- _Document extract_:
========

Re: Unix shell ls vs readdir
by stefbv (Priest) on May 10, 2010 at 20:37 UTC

    On some systems the output from "ls -l" may contain ANSI escape sequences, so it might be safer to use "\ls -l" instead.

      it might be safer to use "\ls -l" instead

      Under almost all circumstances, the backslash would not be needed.  On the interactive command line, the backslash prevents alias expansion (such as "ls" —> "ls --color=auto", which then produces the ANSI escape sequences), because alias lookup happens before backslash escapes are processed, and there is no alias for "\ls".

      However,

      1. alias expansion is only done for interactive shells, and not for sh -c ... (i.e. qx{...} ) — unless explicitly requested otherwise,
      2. alias expansion would be done by the shell, but unless there are any shell metacharacters in the command, no shell is involved anyway, as Perl will run ls directly.

========

- _Stored data_:
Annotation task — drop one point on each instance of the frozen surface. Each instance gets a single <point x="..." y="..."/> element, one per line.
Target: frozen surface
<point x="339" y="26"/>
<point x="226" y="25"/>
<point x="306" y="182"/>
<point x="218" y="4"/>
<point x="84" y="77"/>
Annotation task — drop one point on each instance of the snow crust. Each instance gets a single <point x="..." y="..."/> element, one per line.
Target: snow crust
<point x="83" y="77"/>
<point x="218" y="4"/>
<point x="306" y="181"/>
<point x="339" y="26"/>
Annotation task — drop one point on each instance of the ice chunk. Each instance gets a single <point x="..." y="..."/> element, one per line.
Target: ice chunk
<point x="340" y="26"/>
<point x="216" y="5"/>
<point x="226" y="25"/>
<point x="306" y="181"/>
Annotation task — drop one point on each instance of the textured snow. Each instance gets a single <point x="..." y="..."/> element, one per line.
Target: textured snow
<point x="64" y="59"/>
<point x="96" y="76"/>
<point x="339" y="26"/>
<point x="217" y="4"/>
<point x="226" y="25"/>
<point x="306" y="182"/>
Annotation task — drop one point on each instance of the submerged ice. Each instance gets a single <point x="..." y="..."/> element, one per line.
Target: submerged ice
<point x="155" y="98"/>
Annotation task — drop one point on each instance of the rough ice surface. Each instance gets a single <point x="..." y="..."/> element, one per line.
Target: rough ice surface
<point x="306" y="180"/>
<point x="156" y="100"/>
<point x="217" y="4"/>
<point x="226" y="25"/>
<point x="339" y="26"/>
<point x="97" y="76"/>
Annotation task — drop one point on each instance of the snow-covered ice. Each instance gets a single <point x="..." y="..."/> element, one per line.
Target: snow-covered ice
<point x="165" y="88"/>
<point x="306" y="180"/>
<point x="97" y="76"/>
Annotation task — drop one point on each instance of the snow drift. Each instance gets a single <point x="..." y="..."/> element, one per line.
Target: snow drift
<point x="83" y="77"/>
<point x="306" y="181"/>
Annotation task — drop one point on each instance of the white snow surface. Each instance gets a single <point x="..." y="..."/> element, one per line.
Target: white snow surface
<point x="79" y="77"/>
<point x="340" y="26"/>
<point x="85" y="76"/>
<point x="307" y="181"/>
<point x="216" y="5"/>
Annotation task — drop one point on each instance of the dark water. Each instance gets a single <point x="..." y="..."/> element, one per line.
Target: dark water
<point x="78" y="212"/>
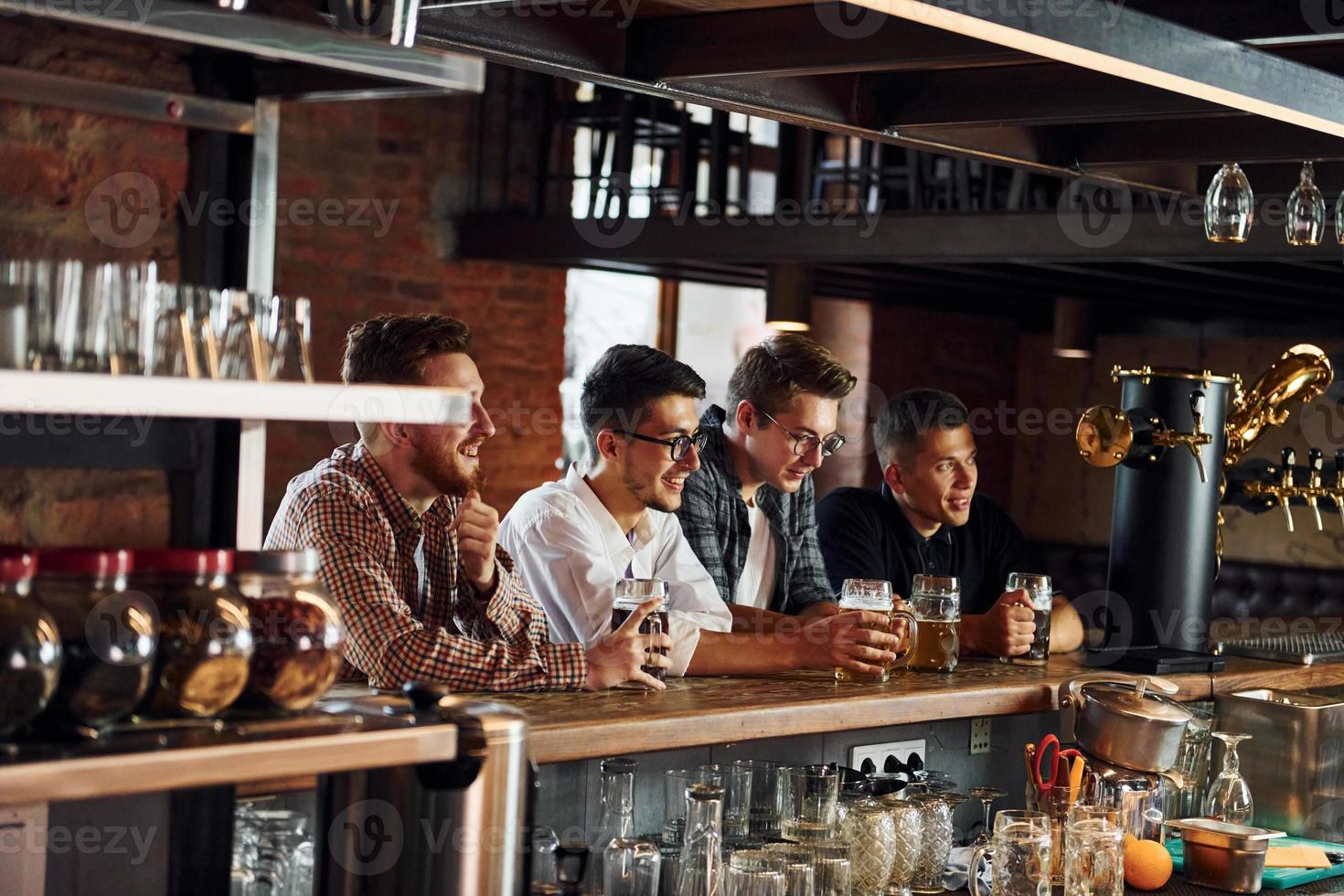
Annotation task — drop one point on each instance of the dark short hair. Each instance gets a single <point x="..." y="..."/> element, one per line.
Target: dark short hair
<point x="395" y="348"/>
<point x="778" y="369"/>
<point x="902" y="423"/>
<point x="623" y="384"/>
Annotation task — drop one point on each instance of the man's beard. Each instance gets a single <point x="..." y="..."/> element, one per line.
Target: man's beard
<point x="441" y="469"/>
<point x="645" y="495"/>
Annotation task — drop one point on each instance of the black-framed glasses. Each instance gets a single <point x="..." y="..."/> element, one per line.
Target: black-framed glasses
<point x="805" y="445"/>
<point x="680" y="446"/>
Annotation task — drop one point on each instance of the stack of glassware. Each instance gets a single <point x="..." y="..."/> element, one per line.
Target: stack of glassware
<point x="123" y="320"/>
<point x="273" y="853"/>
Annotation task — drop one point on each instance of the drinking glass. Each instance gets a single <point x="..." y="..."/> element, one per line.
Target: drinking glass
<point x="808" y="809"/>
<point x="763" y="809"/>
<point x="798" y="872"/>
<point x="289" y="335"/>
<point x="1021" y="849"/>
<point x="631" y="867"/>
<point x="1094" y="863"/>
<point x="934" y="842"/>
<point x="629" y="595"/>
<point x="935" y="603"/>
<point x="675" y="784"/>
<point x="1230" y="797"/>
<point x="875" y="597"/>
<point x="246" y="354"/>
<point x="832" y="868"/>
<point x="1306" y="209"/>
<point x="1229" y="206"/>
<point x="752" y="872"/>
<point x="987" y="795"/>
<point x="171" y="349"/>
<point x="1041" y="595"/>
<point x="737" y="798"/>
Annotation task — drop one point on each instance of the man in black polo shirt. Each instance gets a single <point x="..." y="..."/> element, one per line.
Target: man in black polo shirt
<point x="928" y="518"/>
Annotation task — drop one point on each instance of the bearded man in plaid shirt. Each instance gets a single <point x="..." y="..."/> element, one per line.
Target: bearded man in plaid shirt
<point x="409" y="547"/>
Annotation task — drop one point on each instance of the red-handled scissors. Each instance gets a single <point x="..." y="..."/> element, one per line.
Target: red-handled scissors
<point x="1047" y="743"/>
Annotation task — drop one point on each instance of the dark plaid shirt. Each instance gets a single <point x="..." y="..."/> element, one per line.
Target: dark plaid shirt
<point x="715" y="521"/>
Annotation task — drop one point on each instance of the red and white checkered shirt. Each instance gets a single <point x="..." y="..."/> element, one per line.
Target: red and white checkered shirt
<point x="409" y="609"/>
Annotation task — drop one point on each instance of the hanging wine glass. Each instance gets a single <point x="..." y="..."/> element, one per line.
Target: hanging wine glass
<point x="1306" y="211"/>
<point x="1230" y="797"/>
<point x="1229" y="206"/>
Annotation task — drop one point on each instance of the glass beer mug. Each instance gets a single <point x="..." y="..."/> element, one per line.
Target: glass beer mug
<point x="875" y="597"/>
<point x="935" y="602"/>
<point x="1021" y="848"/>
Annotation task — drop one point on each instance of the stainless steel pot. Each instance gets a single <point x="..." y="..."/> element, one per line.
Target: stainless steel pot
<point x="1117" y="719"/>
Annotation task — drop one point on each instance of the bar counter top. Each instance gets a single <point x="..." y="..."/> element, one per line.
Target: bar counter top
<point x="722" y="709"/>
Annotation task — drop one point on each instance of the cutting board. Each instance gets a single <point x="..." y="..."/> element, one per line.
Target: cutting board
<point x="1277" y="878"/>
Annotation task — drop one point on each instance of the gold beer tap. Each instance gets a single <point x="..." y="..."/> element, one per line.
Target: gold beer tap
<point x="1194" y="441"/>
<point x="1281" y="491"/>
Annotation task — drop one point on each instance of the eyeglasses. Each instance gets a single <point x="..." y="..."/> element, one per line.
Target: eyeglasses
<point x="680" y="446"/>
<point x="805" y="445"/>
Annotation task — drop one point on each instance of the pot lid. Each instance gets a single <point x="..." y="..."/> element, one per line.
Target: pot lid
<point x="1126" y="700"/>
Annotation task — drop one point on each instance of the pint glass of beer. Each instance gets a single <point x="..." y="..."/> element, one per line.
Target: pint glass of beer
<point x="875" y="597"/>
<point x="935" y="603"/>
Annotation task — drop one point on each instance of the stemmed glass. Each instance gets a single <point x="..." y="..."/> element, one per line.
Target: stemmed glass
<point x="987" y="797"/>
<point x="1230" y="797"/>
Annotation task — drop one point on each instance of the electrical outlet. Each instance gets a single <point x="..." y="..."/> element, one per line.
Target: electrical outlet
<point x="978" y="735"/>
<point x="880" y="753"/>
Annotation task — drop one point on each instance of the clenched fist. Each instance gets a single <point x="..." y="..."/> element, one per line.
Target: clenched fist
<point x="477" y="527"/>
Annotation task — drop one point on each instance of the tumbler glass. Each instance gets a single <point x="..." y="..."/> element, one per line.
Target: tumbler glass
<point x="763" y="812"/>
<point x="1094" y="863"/>
<point x="1021" y="855"/>
<point x="798" y="872"/>
<point x="935" y="603"/>
<point x="289" y="335"/>
<point x="808" y="810"/>
<point x="675" y="784"/>
<point x="631" y="867"/>
<point x="752" y="872"/>
<point x="934" y="842"/>
<point x="832" y="868"/>
<point x="1041" y="595"/>
<point x="737" y="798"/>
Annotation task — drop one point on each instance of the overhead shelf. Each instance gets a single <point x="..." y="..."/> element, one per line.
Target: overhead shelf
<point x="28" y="392"/>
<point x="268" y="37"/>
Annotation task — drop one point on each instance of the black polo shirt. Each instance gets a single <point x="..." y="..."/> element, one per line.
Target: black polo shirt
<point x="866" y="536"/>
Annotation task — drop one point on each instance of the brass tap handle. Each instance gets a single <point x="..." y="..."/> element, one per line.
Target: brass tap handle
<point x="1315" y="461"/>
<point x="1285" y="495"/>
<point x="1197" y="411"/>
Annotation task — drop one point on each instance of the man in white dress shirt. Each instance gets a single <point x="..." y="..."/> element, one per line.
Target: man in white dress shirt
<point x="572" y="539"/>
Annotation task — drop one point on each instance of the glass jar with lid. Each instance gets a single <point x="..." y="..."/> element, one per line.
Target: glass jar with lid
<point x="300" y="641"/>
<point x="206" y="638"/>
<point x="28" y="641"/>
<point x="108" y="635"/>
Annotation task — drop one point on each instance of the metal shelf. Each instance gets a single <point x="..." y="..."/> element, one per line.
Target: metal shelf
<point x="268" y="37"/>
<point x="28" y="392"/>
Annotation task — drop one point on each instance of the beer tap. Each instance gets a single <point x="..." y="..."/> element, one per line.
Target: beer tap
<point x="1197" y="440"/>
<point x="1283" y="491"/>
<point x="1313" y="492"/>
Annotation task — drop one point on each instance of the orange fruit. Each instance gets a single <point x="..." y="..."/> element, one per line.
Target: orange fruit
<point x="1148" y="865"/>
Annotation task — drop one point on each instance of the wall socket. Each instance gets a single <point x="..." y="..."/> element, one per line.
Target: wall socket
<point x="978" y="735"/>
<point x="880" y="753"/>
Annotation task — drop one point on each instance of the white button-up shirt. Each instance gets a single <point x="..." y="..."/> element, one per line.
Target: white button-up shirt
<point x="571" y="551"/>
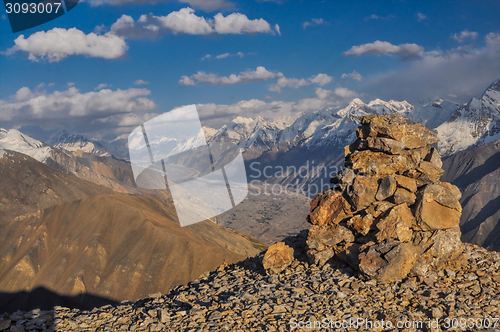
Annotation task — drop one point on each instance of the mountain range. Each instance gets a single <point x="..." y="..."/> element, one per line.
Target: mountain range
<point x="66" y="202"/>
<point x="74" y="237"/>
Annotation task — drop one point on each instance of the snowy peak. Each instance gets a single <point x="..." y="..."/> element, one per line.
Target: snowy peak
<point x="432" y="114"/>
<point x="75" y="142"/>
<point x="16" y="141"/>
<point x="476" y="123"/>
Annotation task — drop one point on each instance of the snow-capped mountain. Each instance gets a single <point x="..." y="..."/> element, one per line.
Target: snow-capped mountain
<point x="74" y="142"/>
<point x="433" y="114"/>
<point x="324" y="127"/>
<point x="14" y="140"/>
<point x="475" y="123"/>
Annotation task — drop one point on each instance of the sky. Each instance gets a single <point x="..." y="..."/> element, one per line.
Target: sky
<point x="107" y="66"/>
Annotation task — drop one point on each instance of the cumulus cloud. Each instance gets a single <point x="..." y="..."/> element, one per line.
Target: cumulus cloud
<point x="313" y="22"/>
<point x="381" y="47"/>
<point x="295" y="83"/>
<point x="259" y="74"/>
<point x="224" y="55"/>
<point x="205" y="5"/>
<point x="210" y="5"/>
<point x="353" y="76"/>
<point x="466" y="34"/>
<point x="239" y="23"/>
<point x="186" y="21"/>
<point x="58" y="43"/>
<point x="29" y="105"/>
<point x="185" y="80"/>
<point x="463" y="72"/>
<point x="100" y="86"/>
<point x="378" y="17"/>
<point x="141" y="82"/>
<point x="277" y="28"/>
<point x="421" y="17"/>
<point x="339" y="92"/>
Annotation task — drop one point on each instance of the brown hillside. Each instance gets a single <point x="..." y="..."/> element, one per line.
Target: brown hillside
<point x="27" y="185"/>
<point x="117" y="246"/>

========

- _Work instructions_:
**1)** From the forum post about ls and readdir, copy everything from "On some systems" down to "run ls directly." word for word.
**2)** Write what comes next in the forum post about ls and readdir, starting after its last sentence.

- _Results in order_:
**1)**
On some systems the output from "ls -l" may contain ANSI escape sequences, so it might be safer to use "\ls -l" instead.

      it might be safer to use "\ls -l" instead

      Under almost all circumstances, the backslash would not be needed.  On the interactive command line, the backslash prevents alias expansion (such as "ls" —> "ls --color=auto", which then produces the ANSI escape sequences), because alias lookup happens before backslash escapes are processed, and there is no alias for "\ls".

      However,

      1. alias expansion is only done for interactive shells, and not for sh -c ... (i.e. qx{...} ) — unless explicitly requested otherwise,
      2. alias expansion would be done by the shell, but unless there are any shell metacharacters in the command, no shell is involved anyway, as Perl will run ls directly.

**2)**
        True. I tend to forget that the shell is not involved.

Re: Unix shell ls vs readdir
by JavaFan (Canon) on May 10, 2010 at 18:13 UTC
    Uhm, if you're just interested in the file names, why use "ls -l", then throw everything away the "-l" adds? Why not just a plain "ls"?
      Why not just a plain "ls"?

      Plain ls doesn't show the link target the OP is grepping for...

      It looks like he is using the '->' from the ls -l output to figure out which files are symbolic links pointing to tomcat.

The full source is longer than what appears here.